▸ **Written task**:
Transcribe the entries below exactly.

Rows from a dataset:
▬▬▬▬▬▬

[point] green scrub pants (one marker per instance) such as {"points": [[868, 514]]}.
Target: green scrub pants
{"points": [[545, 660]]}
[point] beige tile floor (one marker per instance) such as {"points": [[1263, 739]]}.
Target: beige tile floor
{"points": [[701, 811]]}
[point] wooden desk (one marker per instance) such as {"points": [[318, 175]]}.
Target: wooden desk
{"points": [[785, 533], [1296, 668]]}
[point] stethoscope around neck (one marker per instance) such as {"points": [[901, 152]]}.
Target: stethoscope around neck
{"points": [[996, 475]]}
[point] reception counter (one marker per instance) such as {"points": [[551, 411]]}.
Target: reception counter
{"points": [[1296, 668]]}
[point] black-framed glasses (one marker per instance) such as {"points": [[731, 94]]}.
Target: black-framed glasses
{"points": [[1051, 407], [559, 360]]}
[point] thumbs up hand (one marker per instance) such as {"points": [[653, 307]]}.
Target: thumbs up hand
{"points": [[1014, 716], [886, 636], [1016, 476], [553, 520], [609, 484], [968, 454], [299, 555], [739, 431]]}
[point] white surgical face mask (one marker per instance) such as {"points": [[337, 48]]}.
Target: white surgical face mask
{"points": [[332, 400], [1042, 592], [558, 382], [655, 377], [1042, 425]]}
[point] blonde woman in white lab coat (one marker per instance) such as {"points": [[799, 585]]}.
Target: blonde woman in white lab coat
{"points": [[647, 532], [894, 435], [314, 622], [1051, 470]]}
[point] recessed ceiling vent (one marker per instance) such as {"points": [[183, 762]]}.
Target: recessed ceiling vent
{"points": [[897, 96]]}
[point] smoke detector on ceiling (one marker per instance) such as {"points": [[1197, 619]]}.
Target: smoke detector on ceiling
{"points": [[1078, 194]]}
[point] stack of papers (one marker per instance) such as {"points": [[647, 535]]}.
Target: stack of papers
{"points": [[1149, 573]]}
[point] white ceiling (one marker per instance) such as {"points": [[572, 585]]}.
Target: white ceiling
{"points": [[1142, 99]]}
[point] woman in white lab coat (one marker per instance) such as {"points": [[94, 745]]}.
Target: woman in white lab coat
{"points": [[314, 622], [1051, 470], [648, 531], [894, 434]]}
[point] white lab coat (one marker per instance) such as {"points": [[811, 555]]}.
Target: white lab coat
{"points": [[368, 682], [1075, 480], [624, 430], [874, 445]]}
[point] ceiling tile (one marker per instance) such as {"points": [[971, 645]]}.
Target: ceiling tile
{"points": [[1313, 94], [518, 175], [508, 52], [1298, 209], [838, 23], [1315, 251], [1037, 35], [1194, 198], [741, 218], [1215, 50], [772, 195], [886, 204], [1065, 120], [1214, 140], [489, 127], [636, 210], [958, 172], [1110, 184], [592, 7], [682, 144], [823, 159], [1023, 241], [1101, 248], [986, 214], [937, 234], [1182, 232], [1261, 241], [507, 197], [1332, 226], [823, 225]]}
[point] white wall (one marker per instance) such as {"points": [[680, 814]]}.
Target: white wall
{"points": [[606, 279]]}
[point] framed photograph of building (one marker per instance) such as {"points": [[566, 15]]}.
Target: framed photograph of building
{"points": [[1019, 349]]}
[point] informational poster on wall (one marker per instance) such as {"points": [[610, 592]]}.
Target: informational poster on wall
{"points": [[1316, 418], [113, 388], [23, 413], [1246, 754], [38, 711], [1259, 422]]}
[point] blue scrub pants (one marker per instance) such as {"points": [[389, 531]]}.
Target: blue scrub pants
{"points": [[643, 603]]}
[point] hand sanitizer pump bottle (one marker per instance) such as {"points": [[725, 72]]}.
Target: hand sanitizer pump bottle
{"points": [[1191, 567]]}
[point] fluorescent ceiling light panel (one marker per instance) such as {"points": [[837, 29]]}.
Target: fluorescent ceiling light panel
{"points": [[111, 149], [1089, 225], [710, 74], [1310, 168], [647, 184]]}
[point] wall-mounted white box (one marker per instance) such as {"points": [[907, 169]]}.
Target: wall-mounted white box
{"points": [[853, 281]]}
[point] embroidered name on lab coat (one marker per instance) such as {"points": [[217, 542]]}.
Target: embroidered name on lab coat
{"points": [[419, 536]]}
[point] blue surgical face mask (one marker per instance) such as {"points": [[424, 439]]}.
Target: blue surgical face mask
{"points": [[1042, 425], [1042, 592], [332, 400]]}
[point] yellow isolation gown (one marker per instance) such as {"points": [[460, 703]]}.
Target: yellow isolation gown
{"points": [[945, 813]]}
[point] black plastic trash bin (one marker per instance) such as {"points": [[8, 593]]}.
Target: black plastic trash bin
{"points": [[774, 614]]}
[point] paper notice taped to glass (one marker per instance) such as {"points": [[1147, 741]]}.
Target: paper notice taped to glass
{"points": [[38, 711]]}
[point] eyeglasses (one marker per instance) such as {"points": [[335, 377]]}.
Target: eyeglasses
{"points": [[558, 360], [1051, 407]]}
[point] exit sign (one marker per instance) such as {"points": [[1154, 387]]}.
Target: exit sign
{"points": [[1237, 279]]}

▬▬▬▬▬▬

▸ **Response to this task**:
[point] green scrub pants (one marker per instance) such as {"points": [[868, 514]]}.
Target: green scrub pants
{"points": [[545, 660]]}
[point] beige tile floor (one marker per instance) such as {"points": [[1263, 739]]}.
Target: beige tile floor
{"points": [[701, 811]]}
[point] wooden desk (one marker per instance) such as {"points": [[318, 175]]}.
Target: wooden desk
{"points": [[785, 533], [1296, 668]]}
[point] stethoscope around neck (one marker per instance) such as {"points": [[901, 152]]}.
Target: stethoscope around neck
{"points": [[996, 475]]}
[point] reception counter (one marker per instance) such as {"points": [[551, 411]]}.
Target: reception counter
{"points": [[1296, 668]]}
[point] black-framed glasses (one marker per instance) such as {"points": [[731, 94]]}.
Target: black-framed glasses
{"points": [[1051, 407], [559, 360]]}
[point] thumbs up hand (one marker per instance) such as {"points": [[653, 307]]}.
Target: thumbs up hand
{"points": [[1014, 716], [886, 636], [1016, 476], [553, 520], [609, 484], [968, 454], [299, 555], [739, 431]]}
[point] white surgical face mask (one marker per instance) such as {"points": [[337, 48]]}.
Target: white surgical face mask
{"points": [[332, 400], [1042, 592], [558, 382], [655, 377], [1042, 425]]}
[point] blonde woman in white lab coat (one marker per instance) such as {"points": [[799, 585]]}.
Target: blonde woman in white lab coat
{"points": [[647, 532], [894, 435], [314, 622], [1051, 470]]}
[point] recessed ceiling vent (one marker per instance) such as {"points": [[183, 762]]}.
Target: recessed ceiling vent
{"points": [[897, 96]]}
[point] smoke detector on ceiling (one marker per instance) such as {"points": [[1197, 619]]}.
Target: smoke detector on ceiling
{"points": [[1078, 194]]}
[point] stack of papers (one marker per instance) such as {"points": [[647, 535]]}.
Target: stack of papers
{"points": [[1149, 573]]}
[point] white ceiling (one marker per instance) such as {"points": [[572, 585]]}.
Target: white ceiling
{"points": [[1142, 99]]}
[point] woman in white lab coat (one marker per instance) such as {"points": [[94, 745]]}.
Target: woman in white lab coat
{"points": [[314, 622], [1051, 470], [648, 531], [894, 434]]}
[point] white lab coat (one marker per instance) such as {"points": [[811, 555]]}.
Target: white lab coat
{"points": [[368, 682], [1075, 480], [624, 430], [874, 445]]}
[point] ceiling tile (one marker per instance) such as {"points": [[971, 645]]}.
Target: ceiling tile
{"points": [[1313, 94], [518, 175], [508, 52], [1298, 209], [838, 23], [1315, 251], [1037, 35], [1194, 198], [741, 218], [1215, 50], [772, 195], [886, 204], [1065, 120], [1214, 140], [489, 127], [636, 210], [958, 172], [1110, 184], [592, 7], [682, 144], [823, 159], [1023, 241], [1101, 248], [986, 214], [937, 234], [1182, 232], [1261, 241], [507, 197], [1332, 226], [823, 225]]}
[point] white wall (one marker per instance) such as {"points": [[680, 814]]}.
Target: white wall
{"points": [[606, 279]]}
[point] framed photograph of building (one marker per instance) such as {"points": [[566, 15]]}.
Target: framed photograph of building
{"points": [[1019, 349]]}
[point] informational poster on wall (one marker per instance) such as {"points": [[610, 592]]}.
Target: informational poster on wall
{"points": [[1316, 418], [113, 388], [23, 413], [1246, 754], [38, 711], [1259, 422]]}
[point] blue scrub pants (one marker per instance) such as {"points": [[389, 531]]}.
Target: blue scrub pants
{"points": [[643, 603]]}
[point] hand sanitizer pump bottle (one marker per instance) such as {"points": [[725, 72]]}.
Target: hand sanitizer pump bottle
{"points": [[1191, 567]]}
[point] fluorescent ceiling light panel (one marker per instance) such as {"points": [[837, 29]]}.
Target: fluorescent ceiling light panel
{"points": [[111, 149], [1089, 225], [710, 74], [1310, 168], [647, 184]]}
[point] wall-mounted white box (one marker per instance) such as {"points": [[907, 169]]}.
Target: wall-mounted white box
{"points": [[853, 281]]}
[point] embroidered name on lab coat (one marker per instance) such as {"points": [[217, 542]]}.
Target: embroidered name on lab coat
{"points": [[419, 536]]}
[point] blue surgical face mask (one marker per instance) such as {"points": [[424, 439]]}.
Target: blue surgical face mask
{"points": [[1042, 425], [1042, 592], [332, 400]]}
[point] yellow isolation gown (one marker per instance) such as {"points": [[460, 703]]}.
Target: yellow isolation gown
{"points": [[945, 813]]}
[point] black plastic trash bin (one marker per instance) such as {"points": [[8, 593]]}.
Target: black plastic trash bin
{"points": [[774, 614]]}
[point] paper notice taped to glass (one marker per instance) such as {"points": [[1147, 741]]}.
Target: paper notice taped to glass
{"points": [[38, 711]]}
[point] eyeglasses (one marker per instance) such as {"points": [[335, 377]]}.
Target: eyeglasses
{"points": [[558, 360], [1051, 407]]}
[point] exit sign (one marker per instance) such as {"points": [[1154, 387]]}.
Target: exit sign
{"points": [[1237, 279]]}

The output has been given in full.